● **Set problem**: What is needed is an exact copy of the entries below, from the line that contains "In this exercise you will indicate the snow-covered" through the final line, both included, and nothing else.

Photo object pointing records
|---|

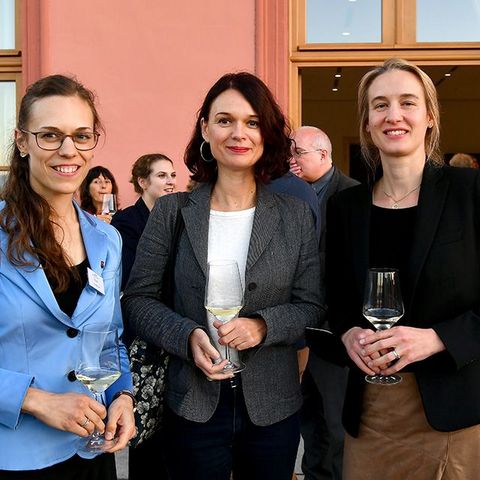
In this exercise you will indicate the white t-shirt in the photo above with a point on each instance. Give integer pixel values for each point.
(228, 239)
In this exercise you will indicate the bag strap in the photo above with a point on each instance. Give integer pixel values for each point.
(168, 282)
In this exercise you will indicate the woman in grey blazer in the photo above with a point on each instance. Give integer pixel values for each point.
(217, 423)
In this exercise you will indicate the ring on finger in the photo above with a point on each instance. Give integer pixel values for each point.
(86, 422)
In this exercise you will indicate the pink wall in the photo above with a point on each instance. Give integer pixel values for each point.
(150, 62)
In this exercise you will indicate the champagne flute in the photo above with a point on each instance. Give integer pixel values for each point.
(109, 204)
(224, 300)
(383, 307)
(97, 368)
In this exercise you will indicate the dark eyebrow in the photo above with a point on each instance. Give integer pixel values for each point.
(402, 96)
(228, 113)
(55, 129)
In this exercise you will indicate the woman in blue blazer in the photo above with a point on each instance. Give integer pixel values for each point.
(423, 219)
(59, 273)
(217, 423)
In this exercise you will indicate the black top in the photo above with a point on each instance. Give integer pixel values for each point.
(391, 238)
(67, 300)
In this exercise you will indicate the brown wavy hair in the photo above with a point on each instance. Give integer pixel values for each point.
(26, 216)
(274, 128)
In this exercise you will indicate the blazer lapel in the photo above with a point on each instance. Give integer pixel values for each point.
(360, 235)
(96, 246)
(196, 216)
(265, 223)
(433, 193)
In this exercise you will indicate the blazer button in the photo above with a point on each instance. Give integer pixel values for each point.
(72, 332)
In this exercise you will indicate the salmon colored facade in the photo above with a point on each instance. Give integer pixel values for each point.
(150, 63)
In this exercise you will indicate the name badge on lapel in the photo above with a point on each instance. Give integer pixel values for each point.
(95, 281)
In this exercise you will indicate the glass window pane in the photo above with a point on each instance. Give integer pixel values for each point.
(448, 21)
(7, 24)
(7, 119)
(344, 21)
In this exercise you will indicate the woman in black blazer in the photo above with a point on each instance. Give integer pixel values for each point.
(423, 219)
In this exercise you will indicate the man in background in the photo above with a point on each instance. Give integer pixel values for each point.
(323, 383)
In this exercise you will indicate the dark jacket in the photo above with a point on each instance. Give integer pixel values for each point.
(442, 290)
(281, 286)
(130, 222)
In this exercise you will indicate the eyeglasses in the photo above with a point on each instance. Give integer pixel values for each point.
(83, 141)
(299, 153)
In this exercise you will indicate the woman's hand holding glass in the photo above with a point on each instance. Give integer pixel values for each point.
(242, 332)
(206, 356)
(66, 411)
(411, 344)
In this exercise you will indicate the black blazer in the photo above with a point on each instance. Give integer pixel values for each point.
(442, 290)
(130, 222)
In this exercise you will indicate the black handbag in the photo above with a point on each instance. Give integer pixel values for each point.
(149, 363)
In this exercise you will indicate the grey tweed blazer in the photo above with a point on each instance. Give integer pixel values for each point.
(282, 285)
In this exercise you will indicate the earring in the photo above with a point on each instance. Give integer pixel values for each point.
(205, 159)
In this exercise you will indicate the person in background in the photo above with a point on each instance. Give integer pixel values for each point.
(323, 383)
(423, 219)
(216, 422)
(153, 175)
(463, 160)
(50, 251)
(98, 182)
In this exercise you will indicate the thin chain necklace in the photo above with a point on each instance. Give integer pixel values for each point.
(397, 201)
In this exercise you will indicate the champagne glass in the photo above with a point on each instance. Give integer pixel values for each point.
(97, 368)
(383, 307)
(224, 299)
(109, 204)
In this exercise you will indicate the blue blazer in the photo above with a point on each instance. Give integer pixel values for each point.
(39, 345)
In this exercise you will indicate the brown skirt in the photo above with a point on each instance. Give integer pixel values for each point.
(397, 443)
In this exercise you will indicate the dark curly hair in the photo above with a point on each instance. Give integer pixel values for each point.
(27, 216)
(274, 128)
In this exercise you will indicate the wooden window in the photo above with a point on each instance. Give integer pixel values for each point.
(10, 75)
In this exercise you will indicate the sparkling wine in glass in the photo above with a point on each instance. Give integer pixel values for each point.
(109, 204)
(98, 366)
(383, 307)
(224, 300)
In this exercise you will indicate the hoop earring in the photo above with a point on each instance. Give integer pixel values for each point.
(205, 159)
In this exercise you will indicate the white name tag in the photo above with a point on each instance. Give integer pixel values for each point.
(95, 281)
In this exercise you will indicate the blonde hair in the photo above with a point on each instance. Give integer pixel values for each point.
(432, 138)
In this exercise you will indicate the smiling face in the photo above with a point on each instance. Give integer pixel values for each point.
(161, 181)
(233, 132)
(57, 172)
(97, 188)
(397, 115)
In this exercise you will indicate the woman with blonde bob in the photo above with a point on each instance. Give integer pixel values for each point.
(423, 219)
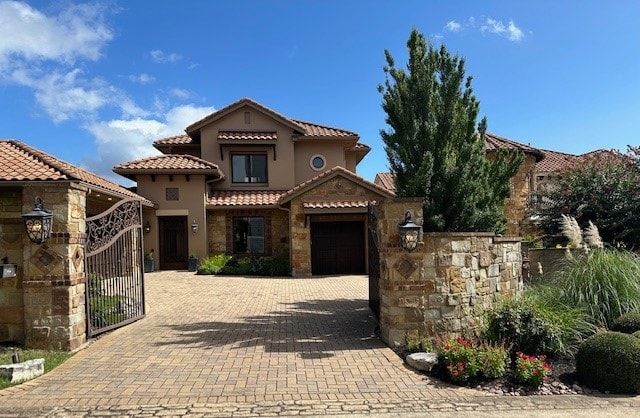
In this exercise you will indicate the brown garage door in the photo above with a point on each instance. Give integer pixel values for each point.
(337, 247)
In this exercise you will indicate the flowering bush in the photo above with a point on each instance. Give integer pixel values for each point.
(531, 370)
(460, 357)
(493, 360)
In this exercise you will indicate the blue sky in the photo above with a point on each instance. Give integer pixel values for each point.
(96, 83)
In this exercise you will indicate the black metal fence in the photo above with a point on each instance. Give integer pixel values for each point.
(374, 260)
(114, 268)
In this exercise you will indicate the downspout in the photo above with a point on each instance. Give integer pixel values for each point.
(290, 237)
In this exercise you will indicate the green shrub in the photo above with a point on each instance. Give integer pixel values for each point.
(416, 344)
(534, 323)
(627, 323)
(610, 361)
(213, 264)
(464, 359)
(460, 359)
(606, 283)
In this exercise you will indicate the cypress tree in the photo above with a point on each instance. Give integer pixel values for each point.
(433, 146)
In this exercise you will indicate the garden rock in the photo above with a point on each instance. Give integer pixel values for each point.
(21, 372)
(422, 361)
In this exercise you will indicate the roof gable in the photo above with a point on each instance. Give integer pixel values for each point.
(301, 129)
(168, 164)
(195, 127)
(21, 162)
(494, 143)
(331, 174)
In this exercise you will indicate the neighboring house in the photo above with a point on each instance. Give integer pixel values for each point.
(248, 181)
(521, 185)
(554, 163)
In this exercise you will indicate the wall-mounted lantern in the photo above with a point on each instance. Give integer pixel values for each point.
(38, 222)
(409, 233)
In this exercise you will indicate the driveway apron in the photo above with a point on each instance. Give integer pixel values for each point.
(210, 340)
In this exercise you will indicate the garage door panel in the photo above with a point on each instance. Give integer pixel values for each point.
(337, 247)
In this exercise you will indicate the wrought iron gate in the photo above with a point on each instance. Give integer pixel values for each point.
(374, 260)
(114, 267)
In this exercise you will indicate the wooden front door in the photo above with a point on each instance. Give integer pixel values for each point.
(173, 242)
(337, 248)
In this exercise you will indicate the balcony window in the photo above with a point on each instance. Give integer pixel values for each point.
(248, 235)
(249, 168)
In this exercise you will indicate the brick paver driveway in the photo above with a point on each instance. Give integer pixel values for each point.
(219, 347)
(211, 339)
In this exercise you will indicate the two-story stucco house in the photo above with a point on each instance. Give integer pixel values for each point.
(248, 181)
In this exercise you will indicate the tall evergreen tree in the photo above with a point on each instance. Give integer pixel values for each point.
(433, 146)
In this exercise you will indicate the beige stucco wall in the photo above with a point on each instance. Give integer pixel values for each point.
(220, 230)
(338, 188)
(515, 207)
(191, 203)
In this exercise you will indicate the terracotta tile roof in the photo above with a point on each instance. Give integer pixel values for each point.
(315, 130)
(244, 197)
(168, 163)
(247, 136)
(303, 129)
(329, 174)
(21, 162)
(336, 205)
(386, 180)
(495, 142)
(174, 140)
(555, 161)
(194, 127)
(360, 146)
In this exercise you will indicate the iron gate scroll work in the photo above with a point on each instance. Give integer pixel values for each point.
(114, 267)
(374, 260)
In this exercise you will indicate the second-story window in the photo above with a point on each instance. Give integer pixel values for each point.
(249, 168)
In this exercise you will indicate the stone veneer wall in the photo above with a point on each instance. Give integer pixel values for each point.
(54, 279)
(440, 289)
(11, 234)
(515, 208)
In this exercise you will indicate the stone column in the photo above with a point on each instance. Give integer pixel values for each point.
(11, 299)
(440, 289)
(54, 279)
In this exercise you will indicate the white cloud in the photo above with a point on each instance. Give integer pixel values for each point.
(453, 26)
(159, 56)
(68, 95)
(510, 31)
(143, 78)
(28, 34)
(121, 140)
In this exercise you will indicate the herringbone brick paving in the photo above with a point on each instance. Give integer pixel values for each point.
(212, 339)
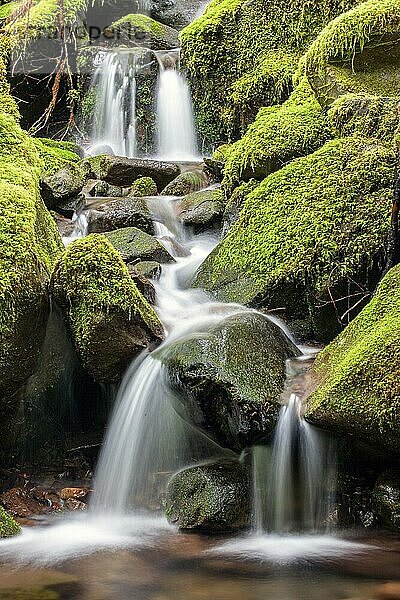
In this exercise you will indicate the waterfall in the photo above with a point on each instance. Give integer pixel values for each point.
(115, 114)
(176, 130)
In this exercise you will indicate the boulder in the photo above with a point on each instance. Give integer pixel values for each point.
(142, 30)
(354, 387)
(386, 499)
(120, 213)
(230, 379)
(109, 320)
(144, 186)
(122, 171)
(135, 245)
(8, 526)
(201, 210)
(186, 183)
(210, 497)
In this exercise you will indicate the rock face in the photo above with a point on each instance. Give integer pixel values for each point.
(120, 213)
(135, 245)
(210, 497)
(124, 171)
(201, 210)
(109, 320)
(355, 378)
(230, 380)
(386, 499)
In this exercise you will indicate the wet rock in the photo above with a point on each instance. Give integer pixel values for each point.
(210, 497)
(135, 245)
(186, 183)
(202, 210)
(386, 499)
(230, 379)
(120, 213)
(123, 171)
(144, 286)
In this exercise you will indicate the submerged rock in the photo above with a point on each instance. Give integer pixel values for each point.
(356, 378)
(135, 245)
(230, 379)
(210, 497)
(123, 171)
(109, 320)
(386, 499)
(201, 210)
(120, 213)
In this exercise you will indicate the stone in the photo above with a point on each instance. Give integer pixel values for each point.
(210, 497)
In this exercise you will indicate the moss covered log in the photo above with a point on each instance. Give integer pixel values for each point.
(356, 377)
(108, 318)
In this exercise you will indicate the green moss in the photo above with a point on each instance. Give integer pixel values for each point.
(359, 386)
(279, 134)
(365, 116)
(8, 526)
(240, 56)
(144, 186)
(307, 227)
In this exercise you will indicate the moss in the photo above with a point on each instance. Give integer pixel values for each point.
(8, 526)
(240, 56)
(307, 227)
(279, 134)
(371, 116)
(103, 307)
(144, 186)
(359, 386)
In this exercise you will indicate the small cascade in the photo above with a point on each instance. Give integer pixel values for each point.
(115, 113)
(176, 129)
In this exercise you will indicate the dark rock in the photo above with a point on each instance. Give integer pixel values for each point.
(186, 183)
(135, 245)
(230, 379)
(123, 171)
(201, 210)
(120, 213)
(386, 499)
(210, 497)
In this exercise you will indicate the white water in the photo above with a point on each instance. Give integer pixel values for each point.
(115, 115)
(176, 131)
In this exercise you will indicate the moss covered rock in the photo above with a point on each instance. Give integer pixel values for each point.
(186, 183)
(120, 213)
(230, 378)
(201, 210)
(108, 318)
(8, 526)
(142, 30)
(135, 245)
(356, 376)
(144, 186)
(210, 497)
(307, 233)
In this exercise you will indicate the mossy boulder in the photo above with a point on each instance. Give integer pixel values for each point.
(386, 499)
(109, 320)
(310, 234)
(8, 526)
(144, 186)
(357, 52)
(230, 379)
(356, 382)
(210, 497)
(122, 171)
(202, 210)
(279, 134)
(120, 213)
(142, 30)
(136, 245)
(186, 183)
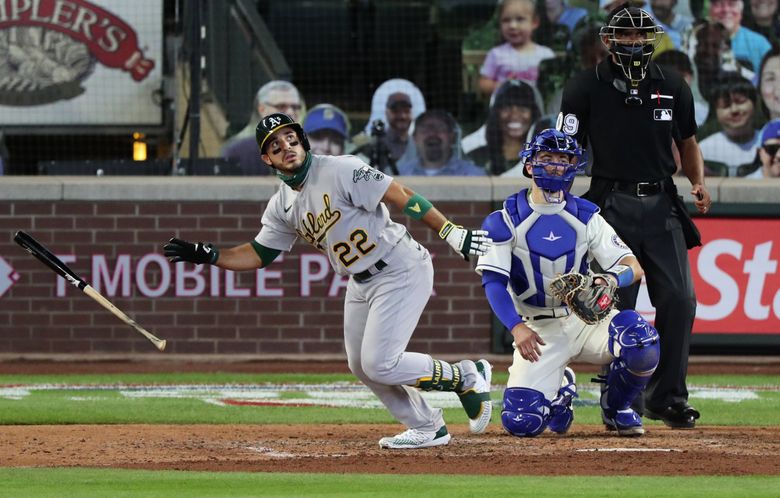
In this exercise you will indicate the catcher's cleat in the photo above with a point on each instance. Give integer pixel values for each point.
(412, 439)
(562, 409)
(626, 422)
(678, 416)
(476, 400)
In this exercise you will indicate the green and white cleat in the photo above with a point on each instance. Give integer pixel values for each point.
(412, 439)
(476, 400)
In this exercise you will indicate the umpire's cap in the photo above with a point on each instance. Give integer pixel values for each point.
(276, 121)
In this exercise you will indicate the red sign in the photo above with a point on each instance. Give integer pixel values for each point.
(736, 276)
(110, 39)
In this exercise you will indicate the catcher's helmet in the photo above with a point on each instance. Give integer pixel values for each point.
(273, 122)
(632, 55)
(552, 140)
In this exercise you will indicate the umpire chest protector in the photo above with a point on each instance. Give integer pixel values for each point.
(629, 140)
(547, 240)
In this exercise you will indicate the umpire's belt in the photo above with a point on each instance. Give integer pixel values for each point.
(639, 189)
(551, 313)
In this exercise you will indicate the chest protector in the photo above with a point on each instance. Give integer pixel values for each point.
(546, 245)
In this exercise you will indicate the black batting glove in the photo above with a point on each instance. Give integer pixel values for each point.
(180, 250)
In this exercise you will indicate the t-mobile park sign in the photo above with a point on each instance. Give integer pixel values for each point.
(153, 276)
(735, 274)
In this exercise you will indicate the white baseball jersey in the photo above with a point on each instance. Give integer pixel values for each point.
(338, 210)
(533, 243)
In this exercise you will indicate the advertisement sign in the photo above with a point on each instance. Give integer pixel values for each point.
(736, 277)
(735, 274)
(79, 62)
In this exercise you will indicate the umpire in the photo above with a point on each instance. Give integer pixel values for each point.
(631, 112)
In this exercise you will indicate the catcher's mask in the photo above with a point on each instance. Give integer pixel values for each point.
(274, 122)
(552, 177)
(631, 35)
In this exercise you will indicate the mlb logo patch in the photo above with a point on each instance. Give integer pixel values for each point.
(662, 114)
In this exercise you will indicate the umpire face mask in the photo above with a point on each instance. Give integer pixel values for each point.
(631, 36)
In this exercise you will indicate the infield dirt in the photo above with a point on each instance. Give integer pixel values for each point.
(586, 450)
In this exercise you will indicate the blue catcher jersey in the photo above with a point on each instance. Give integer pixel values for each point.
(533, 243)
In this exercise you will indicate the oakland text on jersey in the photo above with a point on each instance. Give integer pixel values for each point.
(314, 227)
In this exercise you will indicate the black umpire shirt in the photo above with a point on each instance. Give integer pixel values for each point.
(629, 143)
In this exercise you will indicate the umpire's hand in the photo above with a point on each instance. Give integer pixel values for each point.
(180, 250)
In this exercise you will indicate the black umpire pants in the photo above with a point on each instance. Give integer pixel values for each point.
(650, 226)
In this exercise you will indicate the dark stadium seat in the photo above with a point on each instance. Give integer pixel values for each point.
(126, 167)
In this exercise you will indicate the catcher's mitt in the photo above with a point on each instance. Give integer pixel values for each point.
(589, 301)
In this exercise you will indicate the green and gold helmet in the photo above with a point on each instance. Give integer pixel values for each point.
(276, 121)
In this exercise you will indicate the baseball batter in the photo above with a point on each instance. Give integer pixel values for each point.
(540, 233)
(336, 204)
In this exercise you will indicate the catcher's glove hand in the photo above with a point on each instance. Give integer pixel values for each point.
(588, 300)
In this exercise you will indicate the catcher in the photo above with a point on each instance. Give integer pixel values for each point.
(537, 280)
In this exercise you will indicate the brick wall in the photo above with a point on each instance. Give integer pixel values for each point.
(118, 238)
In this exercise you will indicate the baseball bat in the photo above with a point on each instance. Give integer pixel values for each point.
(46, 257)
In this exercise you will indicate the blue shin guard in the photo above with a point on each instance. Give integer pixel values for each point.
(562, 413)
(634, 343)
(526, 412)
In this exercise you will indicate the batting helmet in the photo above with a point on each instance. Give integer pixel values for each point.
(552, 140)
(632, 54)
(274, 122)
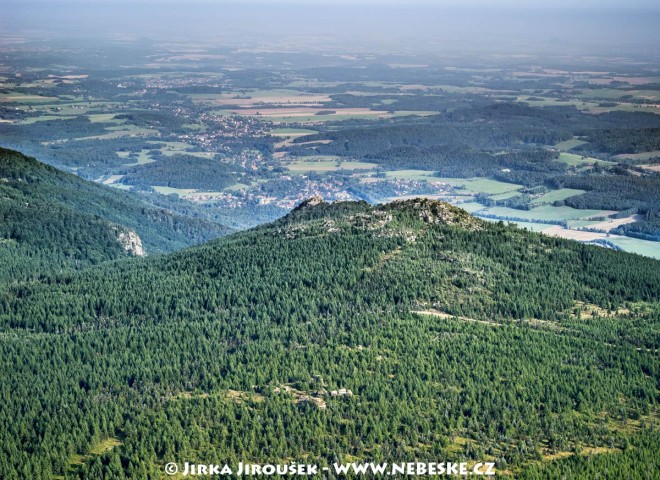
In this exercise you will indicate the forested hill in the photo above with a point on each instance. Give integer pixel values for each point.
(346, 332)
(51, 220)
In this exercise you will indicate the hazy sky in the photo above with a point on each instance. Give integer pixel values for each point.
(544, 24)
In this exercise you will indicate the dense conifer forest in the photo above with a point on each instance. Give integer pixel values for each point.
(457, 339)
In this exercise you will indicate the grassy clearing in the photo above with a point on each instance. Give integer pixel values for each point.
(504, 196)
(300, 166)
(41, 118)
(105, 118)
(22, 98)
(324, 118)
(481, 185)
(531, 226)
(142, 159)
(640, 156)
(577, 160)
(105, 445)
(419, 175)
(545, 212)
(124, 132)
(418, 113)
(470, 207)
(568, 144)
(557, 195)
(170, 190)
(292, 131)
(635, 245)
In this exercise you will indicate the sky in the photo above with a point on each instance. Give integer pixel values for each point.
(505, 24)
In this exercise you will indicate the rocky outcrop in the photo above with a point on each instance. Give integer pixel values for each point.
(131, 242)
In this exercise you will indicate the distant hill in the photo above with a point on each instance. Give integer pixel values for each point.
(342, 332)
(51, 220)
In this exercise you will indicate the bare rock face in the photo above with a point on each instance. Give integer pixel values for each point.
(131, 242)
(310, 202)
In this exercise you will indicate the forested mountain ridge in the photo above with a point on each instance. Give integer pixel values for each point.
(458, 338)
(52, 220)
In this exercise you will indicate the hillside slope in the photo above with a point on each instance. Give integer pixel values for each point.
(51, 220)
(344, 332)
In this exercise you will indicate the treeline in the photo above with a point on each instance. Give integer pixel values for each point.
(181, 357)
(44, 205)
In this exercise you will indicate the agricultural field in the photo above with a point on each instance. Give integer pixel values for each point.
(557, 195)
(264, 145)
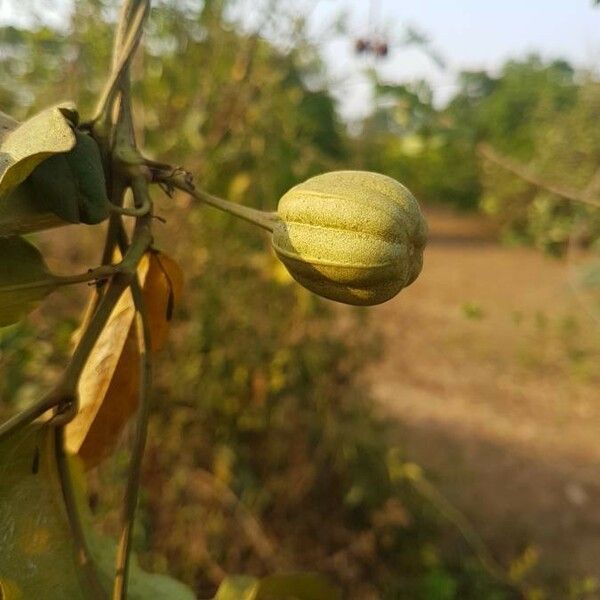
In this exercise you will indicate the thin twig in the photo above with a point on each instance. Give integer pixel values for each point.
(176, 179)
(528, 175)
(125, 53)
(83, 555)
(139, 444)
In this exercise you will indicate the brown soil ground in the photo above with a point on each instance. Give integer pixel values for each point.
(491, 367)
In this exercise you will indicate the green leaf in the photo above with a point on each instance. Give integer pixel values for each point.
(72, 185)
(293, 586)
(23, 148)
(24, 279)
(86, 165)
(38, 557)
(238, 587)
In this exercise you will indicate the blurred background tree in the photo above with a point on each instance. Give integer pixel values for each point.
(265, 453)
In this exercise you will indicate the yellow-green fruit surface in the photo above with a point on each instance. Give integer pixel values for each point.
(352, 236)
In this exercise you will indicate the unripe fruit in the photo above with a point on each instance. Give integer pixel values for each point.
(351, 236)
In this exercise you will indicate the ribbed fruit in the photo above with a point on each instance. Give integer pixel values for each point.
(352, 236)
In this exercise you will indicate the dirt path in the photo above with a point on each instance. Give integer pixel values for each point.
(492, 370)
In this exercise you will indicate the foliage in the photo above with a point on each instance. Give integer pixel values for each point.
(261, 425)
(538, 113)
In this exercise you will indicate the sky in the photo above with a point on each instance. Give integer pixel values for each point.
(468, 34)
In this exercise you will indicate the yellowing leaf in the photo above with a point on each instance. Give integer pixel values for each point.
(109, 385)
(23, 148)
(24, 279)
(38, 557)
(293, 586)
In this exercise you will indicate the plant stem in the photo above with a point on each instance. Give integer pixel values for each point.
(266, 220)
(139, 444)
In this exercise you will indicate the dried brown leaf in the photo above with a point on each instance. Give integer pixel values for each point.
(109, 385)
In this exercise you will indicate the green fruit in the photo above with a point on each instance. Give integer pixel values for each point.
(352, 236)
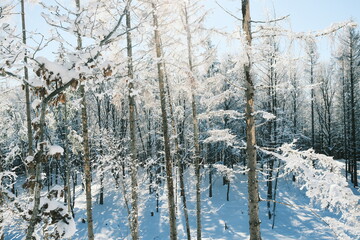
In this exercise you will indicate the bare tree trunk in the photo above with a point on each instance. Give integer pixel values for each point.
(253, 188)
(195, 125)
(27, 92)
(178, 161)
(353, 121)
(101, 197)
(37, 160)
(67, 162)
(168, 162)
(133, 166)
(87, 164)
(87, 161)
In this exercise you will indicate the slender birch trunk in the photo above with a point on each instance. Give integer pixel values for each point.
(133, 166)
(178, 160)
(27, 91)
(168, 161)
(87, 161)
(195, 125)
(67, 161)
(253, 187)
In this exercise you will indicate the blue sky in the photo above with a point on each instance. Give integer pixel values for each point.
(305, 15)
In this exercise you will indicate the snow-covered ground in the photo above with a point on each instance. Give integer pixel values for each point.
(292, 222)
(221, 219)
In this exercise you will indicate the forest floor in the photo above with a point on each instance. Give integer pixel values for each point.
(221, 219)
(296, 217)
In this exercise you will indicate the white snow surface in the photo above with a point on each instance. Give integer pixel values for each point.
(55, 149)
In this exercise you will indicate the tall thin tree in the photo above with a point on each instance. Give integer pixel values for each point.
(253, 186)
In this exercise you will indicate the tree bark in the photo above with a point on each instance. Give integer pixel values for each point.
(86, 148)
(168, 161)
(133, 166)
(178, 161)
(27, 91)
(87, 163)
(253, 188)
(195, 124)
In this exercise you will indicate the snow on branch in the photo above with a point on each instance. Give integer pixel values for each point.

|---|

● **Answer to the problem**:
In this exercise you will indicate the snow-covered ground in the photo above with a point on each instance. Give integer pixel values for each point.
(292, 222)
(221, 219)
In this exercise you will indicate the forest floor in the photo above with a point on each instance. Give integer pixel values for each point.
(221, 219)
(296, 217)
In this exercise you will indicate the white snow surface in the photo above with a point on each instance. Give integer pixel values for each point.
(55, 149)
In this exercise you will indicate the tall thin tree in the photo above with a point on each instance. Give integer pixel values for each point.
(253, 186)
In this exercise you will indicate the tree bark in the photo above with a point on each instance. Give integer pixel values for each point.
(86, 148)
(168, 161)
(133, 166)
(178, 161)
(27, 91)
(87, 163)
(253, 188)
(195, 124)
In this exercise you will indicate the snow on branch in the photo above with a point on each instance. Give integer pixel values for each point.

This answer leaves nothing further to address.